[Named-object pointing material]
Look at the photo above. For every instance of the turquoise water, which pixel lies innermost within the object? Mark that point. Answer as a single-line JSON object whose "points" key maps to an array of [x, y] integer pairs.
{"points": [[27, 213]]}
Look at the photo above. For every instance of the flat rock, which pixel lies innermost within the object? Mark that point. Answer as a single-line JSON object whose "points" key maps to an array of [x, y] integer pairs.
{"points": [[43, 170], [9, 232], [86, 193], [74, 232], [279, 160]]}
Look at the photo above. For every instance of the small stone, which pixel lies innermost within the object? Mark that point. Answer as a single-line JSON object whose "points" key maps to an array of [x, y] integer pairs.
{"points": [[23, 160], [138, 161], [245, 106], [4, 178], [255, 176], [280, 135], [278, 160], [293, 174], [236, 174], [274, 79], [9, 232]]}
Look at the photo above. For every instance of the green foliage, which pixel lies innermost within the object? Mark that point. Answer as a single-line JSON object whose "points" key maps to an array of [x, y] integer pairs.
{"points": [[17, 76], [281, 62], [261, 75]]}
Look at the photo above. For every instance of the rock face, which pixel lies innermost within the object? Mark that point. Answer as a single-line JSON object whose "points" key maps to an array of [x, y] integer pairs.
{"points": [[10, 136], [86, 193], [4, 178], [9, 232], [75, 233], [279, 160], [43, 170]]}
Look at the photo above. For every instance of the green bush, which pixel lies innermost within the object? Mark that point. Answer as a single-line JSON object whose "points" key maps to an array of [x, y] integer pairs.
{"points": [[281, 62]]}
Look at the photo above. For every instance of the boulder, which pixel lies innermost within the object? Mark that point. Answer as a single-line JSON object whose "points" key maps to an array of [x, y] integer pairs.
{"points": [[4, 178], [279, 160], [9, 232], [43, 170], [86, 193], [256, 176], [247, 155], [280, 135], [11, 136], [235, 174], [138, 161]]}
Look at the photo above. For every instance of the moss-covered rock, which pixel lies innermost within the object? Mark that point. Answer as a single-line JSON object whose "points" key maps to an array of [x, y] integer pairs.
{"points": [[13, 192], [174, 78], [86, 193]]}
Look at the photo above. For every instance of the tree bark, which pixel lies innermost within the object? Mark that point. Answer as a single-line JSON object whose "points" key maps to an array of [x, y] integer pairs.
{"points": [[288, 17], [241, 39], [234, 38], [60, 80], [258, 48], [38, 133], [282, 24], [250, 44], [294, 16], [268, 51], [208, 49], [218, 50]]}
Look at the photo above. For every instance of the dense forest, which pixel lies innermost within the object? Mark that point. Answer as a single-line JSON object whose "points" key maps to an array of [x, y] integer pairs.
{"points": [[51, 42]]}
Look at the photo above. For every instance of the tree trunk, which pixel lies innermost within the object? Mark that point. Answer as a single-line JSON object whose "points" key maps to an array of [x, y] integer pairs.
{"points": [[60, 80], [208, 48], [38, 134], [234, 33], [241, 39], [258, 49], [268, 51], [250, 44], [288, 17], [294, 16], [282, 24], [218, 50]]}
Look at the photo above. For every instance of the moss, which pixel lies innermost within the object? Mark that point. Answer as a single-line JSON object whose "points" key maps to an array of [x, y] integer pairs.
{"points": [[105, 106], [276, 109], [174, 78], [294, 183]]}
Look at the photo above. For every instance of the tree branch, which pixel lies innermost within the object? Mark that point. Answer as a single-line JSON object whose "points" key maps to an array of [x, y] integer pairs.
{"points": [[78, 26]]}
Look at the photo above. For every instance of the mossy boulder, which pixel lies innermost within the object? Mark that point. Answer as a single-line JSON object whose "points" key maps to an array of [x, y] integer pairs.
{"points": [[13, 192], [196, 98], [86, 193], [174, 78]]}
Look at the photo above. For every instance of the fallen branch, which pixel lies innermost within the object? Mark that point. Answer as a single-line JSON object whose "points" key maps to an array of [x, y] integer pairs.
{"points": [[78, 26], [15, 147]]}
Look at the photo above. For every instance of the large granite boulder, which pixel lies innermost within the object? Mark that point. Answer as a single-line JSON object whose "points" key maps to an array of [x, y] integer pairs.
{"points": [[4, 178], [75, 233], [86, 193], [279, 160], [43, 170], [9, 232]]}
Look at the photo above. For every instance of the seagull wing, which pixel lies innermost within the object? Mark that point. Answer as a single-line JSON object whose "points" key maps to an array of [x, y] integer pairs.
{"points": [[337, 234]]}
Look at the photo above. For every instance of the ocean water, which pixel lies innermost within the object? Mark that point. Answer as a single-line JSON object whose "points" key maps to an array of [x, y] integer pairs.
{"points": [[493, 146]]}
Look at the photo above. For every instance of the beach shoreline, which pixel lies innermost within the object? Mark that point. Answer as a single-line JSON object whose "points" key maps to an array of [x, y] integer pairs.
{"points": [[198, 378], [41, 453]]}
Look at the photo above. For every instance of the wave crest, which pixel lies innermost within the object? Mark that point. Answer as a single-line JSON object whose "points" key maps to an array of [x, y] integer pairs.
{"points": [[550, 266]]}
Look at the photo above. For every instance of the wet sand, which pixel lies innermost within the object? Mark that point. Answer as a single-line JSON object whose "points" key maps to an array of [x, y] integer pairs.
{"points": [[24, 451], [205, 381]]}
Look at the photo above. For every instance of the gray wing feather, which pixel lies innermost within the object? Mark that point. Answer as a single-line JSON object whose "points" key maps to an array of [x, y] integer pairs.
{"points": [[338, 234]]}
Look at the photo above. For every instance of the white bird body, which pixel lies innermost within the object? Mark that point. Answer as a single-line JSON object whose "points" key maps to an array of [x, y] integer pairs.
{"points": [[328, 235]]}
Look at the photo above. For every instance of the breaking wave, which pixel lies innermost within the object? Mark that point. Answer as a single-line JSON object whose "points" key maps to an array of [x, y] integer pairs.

• [Job]
Transcribe the material above line for line, with no changes of any kind.

• [Problem solution]
Look at the photo above. For every instance of the turquoise water, which pixel lies innermost within the object? Mark that point. Answer as a single-line JSON object whose "points" key maps to an array of [x, y] integer pairs.
{"points": [[27, 213]]}
Look at the photo above. For every instance of the flat rock, which pixel lies innermost within the object? Mark that point. Answer as a single-line JSON object whose "points" key maps to an array of [x, y] integer pairs.
{"points": [[43, 170], [9, 232], [86, 193], [74, 232], [279, 160]]}
Look at the photo above. For every instance of the small stone, which pixel lies innermost within the object? Mark that point. Answer as a single-line JSON object whose "points" key maps to an array of [x, y] integer pairs.
{"points": [[23, 160], [138, 161], [245, 106], [4, 178], [255, 176], [280, 135], [278, 160], [293, 174], [236, 174], [274, 79], [9, 232]]}
Look at the photo above. For every instance of the green foliage, which pixel lies innermost within the object? Mark that point. Answer as a single-line JSON object whose "points" key maps to an array of [x, y] integer pairs.
{"points": [[17, 76], [281, 62], [261, 75]]}
Look at the photo above. For every instance of the rock face, which pixel lies innermost within the object? Mark that point. Answer as a single-line JSON object whose "points" key maps to an array of [x, y] integer pairs.
{"points": [[10, 136], [86, 193], [4, 178], [9, 232], [75, 233], [279, 160], [43, 170]]}
Look at the photo above. For every instance of the green bush, which pixel lies innermost within the object? Mark that point. Answer as a single-line JSON object whose "points" key maps to an array of [x, y] integer pairs.
{"points": [[281, 62]]}
Look at the photo above. For every instance of the boulder, which pixel lies innermost within the object? Mark that point. Answer as a single-line JSON object whose "points" key maps to an array of [x, y] integer pairs.
{"points": [[4, 178], [279, 160], [9, 232], [43, 170], [86, 193], [256, 176], [247, 155], [280, 135], [11, 136], [235, 174], [138, 161]]}
Look at the photo above. For every instance of the moss-covered rock, which pixel lies innermost within the object? Mark that point. Answer as a single-line JSON object whose "points" key maps to an array of [x, y] integer pairs.
{"points": [[13, 192], [174, 78], [86, 193]]}
Look at the photo above. For every instance of the tree bark, which pixel lies innermost within the object? Mark that point. Answer as a single-line JSON object whose "points" key maps to an array of [x, y] integer pairs.
{"points": [[288, 17], [241, 39], [234, 38], [60, 80], [258, 48], [38, 133], [282, 24], [250, 44], [294, 16], [268, 51], [208, 49], [218, 50]]}
Look at the photo above. For every instance of the dense forest, which pixel lies innermost within the object? Mark that point. Answer as a single-line JSON object whose "points" key maps to an array of [x, y] integer pairs.
{"points": [[51, 42]]}
Look at the photo above. For every instance of the tree trunk, which pixel lies innermost within the object? Mark that point. Answer as a single-line JSON object whose "points" key maps to an array of [x, y] integer pairs.
{"points": [[60, 80], [208, 48], [38, 134], [234, 33], [241, 39], [258, 49], [268, 51], [250, 44], [288, 17], [294, 16], [282, 24], [218, 50]]}
Look at the photo above. For every instance of the moss, which pixel lies innermost within the object? Mark that point. Answer as a single-line JSON object whose "points" key maps to an array of [x, y] integer pairs.
{"points": [[105, 106], [276, 109], [174, 78], [294, 183]]}
Look at the photo above. For every instance of the tree branch, which pixel lies innermost within the object? Mark that point. Answer as a single-line JSON object whose "points" key maps to an array of [x, y] integer pairs.
{"points": [[78, 26]]}
Look at the photo above. For every instance of the mossy boulder, which pixel lies innermost within the object? Mark that point. Answer as a single-line JSON object whose "points" key maps to an array of [x, y] integer pairs.
{"points": [[13, 192], [196, 98], [86, 193], [174, 78]]}
Look at the photo above. For every instance of the fallen branch, which pixel lies innermost within the object? Mark that point. Answer as a single-line JSON object whose "points" key maps to an array of [x, y] integer pairs.
{"points": [[78, 26], [15, 147]]}
Look at the photo above. For every instance of the large granite boulder, which pixel lies innermost within the object? Mark that point. Answer as a single-line JSON object whose "points" key maps to an array of [x, y] integer pairs.
{"points": [[4, 178], [75, 233], [86, 193], [279, 160], [43, 170], [9, 232]]}
Look at the photo above. For every instance of the seagull wing, which pixel lies innermost within the object? Mark that point. Answer as a single-line JSON object whose "points" key maps to an array of [x, y] integer pairs.
{"points": [[337, 234]]}
Look at the photo above. For every instance of the ocean water, which pixel lies innermost within the object? Mark that point. Answer as a single-line JSON object whose "points" key maps to an array of [x, y] integer pairs.
{"points": [[493, 146]]}
Look at the photo above. For every instance of the beach shoreline, which pixel lies innermost within the object? Mark that point. Answer as a single-line JSON object whose "points" key maps to an array of [x, y] integer pairs.
{"points": [[198, 378], [41, 453]]}
Look at the photo above. For every instance of the wave crest, which pixel lies innermost within the object? Mark that point. Answer as a single-line JSON object whose "points" key maps to an array of [x, y] integer pairs.
{"points": [[550, 266]]}
Look at the photo above. For every instance of the wet sand, which pixel lies innermost within the object? Mark that point. Answer as a single-line JSON object whose "points" key maps to an array of [x, y] integer pairs.
{"points": [[24, 451], [205, 381]]}
Look at the photo above. For every instance of the gray wing feather, which pixel lies innermost within the object? Mark that point. Answer as a single-line JSON object whose "points" key maps to an array of [x, y] integer pairs.
{"points": [[338, 234]]}
Look at the photo above. For every instance of the white bird body, which pixel lies innermost within the object? Mark that point. Answer as a single-line JSON object whose "points" key maps to an array of [x, y] integer pairs.
{"points": [[328, 235]]}
Look at the photo above. For every instance of the breaking wave, which pixel lies innermost within the object? Mark that point. Answer as a single-line JSON object whose "points" key maps to an array of [x, y] integer pairs.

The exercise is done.